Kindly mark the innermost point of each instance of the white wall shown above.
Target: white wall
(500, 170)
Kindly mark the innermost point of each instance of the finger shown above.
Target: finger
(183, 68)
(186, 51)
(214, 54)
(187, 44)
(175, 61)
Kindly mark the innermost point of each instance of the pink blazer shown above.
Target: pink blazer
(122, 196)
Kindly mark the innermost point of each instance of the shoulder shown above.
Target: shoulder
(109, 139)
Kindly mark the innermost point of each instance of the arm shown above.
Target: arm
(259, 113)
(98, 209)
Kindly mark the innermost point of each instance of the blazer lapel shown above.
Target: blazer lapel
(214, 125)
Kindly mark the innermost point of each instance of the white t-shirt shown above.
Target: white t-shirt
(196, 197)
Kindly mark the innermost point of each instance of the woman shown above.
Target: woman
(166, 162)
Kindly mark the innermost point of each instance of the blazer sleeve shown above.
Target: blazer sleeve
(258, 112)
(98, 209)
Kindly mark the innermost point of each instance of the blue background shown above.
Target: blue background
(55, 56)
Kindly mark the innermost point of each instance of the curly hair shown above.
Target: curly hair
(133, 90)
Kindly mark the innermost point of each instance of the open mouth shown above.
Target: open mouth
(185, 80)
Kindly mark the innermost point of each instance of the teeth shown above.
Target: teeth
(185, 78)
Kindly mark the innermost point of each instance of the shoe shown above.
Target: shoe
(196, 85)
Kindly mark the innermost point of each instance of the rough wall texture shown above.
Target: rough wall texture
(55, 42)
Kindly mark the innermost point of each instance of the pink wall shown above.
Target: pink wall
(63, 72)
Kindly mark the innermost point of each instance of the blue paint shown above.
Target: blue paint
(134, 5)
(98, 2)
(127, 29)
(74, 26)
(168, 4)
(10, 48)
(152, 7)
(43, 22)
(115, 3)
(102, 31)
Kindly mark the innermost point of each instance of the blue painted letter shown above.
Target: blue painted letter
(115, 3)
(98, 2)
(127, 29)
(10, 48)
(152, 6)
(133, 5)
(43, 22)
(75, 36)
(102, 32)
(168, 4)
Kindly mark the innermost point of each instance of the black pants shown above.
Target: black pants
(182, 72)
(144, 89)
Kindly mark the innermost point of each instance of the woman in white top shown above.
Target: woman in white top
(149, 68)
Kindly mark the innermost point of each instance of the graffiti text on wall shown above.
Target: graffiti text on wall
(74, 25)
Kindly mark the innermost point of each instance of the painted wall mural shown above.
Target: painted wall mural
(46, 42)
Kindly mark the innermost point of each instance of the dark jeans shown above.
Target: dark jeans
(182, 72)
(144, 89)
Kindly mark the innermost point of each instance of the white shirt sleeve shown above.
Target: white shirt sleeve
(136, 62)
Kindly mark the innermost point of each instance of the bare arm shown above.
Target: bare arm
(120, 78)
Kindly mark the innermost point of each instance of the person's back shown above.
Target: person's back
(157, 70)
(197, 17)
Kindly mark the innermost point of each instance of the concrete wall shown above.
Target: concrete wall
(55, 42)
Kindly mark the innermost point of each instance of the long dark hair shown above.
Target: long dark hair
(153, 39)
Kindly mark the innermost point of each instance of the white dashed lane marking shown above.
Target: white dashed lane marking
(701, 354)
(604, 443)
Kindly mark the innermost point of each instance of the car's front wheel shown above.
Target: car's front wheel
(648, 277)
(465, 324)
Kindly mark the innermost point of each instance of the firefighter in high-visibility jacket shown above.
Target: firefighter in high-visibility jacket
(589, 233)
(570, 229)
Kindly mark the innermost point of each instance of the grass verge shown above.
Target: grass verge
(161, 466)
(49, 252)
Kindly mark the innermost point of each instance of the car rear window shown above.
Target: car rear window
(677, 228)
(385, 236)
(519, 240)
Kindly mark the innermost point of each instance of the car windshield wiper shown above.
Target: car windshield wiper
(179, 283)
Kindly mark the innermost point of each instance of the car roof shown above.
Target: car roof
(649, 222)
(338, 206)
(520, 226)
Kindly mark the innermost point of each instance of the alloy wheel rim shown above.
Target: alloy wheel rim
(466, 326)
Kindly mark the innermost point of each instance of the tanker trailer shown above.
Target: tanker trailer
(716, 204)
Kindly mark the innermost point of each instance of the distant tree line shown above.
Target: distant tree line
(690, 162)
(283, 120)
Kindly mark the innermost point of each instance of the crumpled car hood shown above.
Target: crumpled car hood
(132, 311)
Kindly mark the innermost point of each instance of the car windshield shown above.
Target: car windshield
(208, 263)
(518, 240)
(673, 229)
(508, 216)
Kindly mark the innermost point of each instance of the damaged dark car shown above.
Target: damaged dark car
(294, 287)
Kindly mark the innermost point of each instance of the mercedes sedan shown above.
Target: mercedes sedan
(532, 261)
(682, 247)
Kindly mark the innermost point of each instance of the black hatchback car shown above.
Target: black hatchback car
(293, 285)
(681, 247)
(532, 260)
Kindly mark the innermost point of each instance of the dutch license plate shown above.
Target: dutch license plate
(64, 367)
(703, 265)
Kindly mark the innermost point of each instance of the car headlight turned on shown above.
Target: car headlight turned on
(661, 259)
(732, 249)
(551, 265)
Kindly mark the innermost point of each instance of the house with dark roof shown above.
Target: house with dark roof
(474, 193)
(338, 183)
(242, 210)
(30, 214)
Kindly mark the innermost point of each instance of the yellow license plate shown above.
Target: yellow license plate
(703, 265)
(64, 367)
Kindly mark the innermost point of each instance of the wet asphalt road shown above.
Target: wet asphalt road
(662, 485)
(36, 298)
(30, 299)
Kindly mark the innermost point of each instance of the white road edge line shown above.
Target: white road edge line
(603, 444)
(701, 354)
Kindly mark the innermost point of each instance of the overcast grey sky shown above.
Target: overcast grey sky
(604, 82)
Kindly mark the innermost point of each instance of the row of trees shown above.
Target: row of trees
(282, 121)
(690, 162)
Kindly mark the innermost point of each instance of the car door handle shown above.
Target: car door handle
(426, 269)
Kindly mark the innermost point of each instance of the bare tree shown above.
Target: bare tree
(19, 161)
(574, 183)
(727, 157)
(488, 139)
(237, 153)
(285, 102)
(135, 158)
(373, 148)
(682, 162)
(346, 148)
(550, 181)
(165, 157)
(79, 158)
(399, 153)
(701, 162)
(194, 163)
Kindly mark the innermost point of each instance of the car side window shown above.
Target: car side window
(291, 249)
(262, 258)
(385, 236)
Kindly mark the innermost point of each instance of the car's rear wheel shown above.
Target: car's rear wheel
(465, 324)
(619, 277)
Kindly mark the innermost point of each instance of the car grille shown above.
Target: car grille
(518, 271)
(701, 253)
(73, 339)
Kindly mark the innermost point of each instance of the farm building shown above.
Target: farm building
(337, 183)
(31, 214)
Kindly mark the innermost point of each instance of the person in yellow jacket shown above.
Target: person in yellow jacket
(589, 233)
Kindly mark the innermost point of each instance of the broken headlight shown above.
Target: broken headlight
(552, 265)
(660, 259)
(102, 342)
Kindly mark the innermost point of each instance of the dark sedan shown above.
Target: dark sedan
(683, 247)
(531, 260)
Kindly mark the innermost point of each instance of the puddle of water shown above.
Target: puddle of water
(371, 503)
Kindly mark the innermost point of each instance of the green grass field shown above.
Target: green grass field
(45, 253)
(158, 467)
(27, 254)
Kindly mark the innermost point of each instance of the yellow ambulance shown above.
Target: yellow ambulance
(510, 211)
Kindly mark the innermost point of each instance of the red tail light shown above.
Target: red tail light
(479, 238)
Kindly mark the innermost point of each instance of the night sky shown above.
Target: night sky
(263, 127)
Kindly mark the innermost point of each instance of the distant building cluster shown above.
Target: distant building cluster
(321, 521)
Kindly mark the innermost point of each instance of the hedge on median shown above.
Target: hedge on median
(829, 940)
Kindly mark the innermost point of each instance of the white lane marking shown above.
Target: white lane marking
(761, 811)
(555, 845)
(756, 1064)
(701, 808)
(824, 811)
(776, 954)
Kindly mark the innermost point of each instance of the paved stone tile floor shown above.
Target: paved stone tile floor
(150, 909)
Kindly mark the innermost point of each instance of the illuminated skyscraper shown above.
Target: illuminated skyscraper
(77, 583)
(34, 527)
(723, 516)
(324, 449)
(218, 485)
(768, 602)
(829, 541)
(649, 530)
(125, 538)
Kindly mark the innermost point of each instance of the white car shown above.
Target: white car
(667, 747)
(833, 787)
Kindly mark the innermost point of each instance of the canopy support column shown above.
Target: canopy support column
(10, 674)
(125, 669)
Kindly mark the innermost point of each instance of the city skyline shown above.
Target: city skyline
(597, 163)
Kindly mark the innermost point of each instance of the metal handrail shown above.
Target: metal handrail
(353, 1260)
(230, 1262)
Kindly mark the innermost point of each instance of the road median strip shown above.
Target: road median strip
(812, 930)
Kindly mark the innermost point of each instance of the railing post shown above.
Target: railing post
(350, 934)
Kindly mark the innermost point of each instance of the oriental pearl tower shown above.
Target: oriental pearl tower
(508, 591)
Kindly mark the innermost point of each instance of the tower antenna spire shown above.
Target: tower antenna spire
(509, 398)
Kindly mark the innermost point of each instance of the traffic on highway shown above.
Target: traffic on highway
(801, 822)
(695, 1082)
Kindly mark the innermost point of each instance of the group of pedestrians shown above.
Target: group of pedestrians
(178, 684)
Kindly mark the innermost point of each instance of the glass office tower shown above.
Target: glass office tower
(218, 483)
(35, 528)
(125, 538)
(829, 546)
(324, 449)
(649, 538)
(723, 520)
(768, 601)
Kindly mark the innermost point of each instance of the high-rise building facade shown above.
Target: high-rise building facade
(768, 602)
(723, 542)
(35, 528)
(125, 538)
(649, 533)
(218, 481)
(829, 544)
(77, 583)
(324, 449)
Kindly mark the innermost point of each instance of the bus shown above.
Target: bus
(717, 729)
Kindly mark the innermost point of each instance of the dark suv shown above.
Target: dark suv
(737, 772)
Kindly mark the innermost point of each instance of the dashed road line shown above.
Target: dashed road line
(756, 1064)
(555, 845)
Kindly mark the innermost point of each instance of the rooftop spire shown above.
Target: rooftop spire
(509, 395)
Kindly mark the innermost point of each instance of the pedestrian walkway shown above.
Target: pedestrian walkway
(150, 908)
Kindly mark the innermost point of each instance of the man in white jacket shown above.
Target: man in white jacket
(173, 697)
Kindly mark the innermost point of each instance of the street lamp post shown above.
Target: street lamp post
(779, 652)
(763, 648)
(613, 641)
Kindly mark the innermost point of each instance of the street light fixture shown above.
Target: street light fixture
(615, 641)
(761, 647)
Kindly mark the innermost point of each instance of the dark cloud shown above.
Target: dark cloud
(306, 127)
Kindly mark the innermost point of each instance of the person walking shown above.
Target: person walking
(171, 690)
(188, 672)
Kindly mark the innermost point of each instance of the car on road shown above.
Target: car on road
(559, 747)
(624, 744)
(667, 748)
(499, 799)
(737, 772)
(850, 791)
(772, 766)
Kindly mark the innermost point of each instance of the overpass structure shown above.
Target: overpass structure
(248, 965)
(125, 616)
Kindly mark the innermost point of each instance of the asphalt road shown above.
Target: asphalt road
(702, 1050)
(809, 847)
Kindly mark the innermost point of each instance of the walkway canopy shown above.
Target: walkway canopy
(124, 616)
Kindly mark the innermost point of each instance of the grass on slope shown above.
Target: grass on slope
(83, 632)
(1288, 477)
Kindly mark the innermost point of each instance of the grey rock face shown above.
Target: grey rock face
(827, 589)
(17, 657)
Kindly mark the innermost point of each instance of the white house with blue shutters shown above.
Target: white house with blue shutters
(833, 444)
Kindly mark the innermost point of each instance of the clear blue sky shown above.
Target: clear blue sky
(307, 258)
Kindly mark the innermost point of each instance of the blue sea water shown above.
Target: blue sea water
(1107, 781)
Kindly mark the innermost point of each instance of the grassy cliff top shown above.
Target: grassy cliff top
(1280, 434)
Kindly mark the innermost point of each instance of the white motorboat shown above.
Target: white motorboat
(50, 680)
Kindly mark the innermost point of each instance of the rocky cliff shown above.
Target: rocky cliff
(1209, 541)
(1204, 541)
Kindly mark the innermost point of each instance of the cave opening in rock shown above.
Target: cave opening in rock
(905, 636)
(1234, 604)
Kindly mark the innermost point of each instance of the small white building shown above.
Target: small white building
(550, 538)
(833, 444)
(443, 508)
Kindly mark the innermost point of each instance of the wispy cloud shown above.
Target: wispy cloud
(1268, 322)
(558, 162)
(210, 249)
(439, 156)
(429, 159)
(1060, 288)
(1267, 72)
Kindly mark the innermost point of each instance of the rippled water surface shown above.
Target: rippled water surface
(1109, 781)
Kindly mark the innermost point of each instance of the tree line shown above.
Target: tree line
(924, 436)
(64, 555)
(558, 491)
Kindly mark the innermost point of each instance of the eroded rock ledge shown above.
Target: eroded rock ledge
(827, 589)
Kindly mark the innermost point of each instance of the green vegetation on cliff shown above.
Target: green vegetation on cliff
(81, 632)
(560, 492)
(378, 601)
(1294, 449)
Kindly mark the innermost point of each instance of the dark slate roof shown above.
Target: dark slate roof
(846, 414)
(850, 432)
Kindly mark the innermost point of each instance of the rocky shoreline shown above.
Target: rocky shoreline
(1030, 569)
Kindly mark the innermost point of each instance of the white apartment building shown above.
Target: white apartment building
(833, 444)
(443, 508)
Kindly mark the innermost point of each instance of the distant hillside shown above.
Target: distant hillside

◆ ◆ ◆ ◆ ◆

* WORK ORDER
Find how many lines in the listing hold "hillside", and reply with that number only.

* WRITTEN ANSWER
2